Start of Dataset content

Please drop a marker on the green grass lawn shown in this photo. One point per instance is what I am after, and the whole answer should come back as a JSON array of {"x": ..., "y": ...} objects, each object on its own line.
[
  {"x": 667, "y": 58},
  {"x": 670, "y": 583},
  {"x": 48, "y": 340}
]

End of Dataset content

Exercise prompt => Restate the data above word for word, please.

The answer =>
Please drop a marker on the green grass lawn shown in this photo. One point per instance is what I am after, and the whole answer should come back as a JSON array of {"x": ..., "y": ...} objects, each object on its own line.
[
  {"x": 667, "y": 58},
  {"x": 670, "y": 583},
  {"x": 48, "y": 340}
]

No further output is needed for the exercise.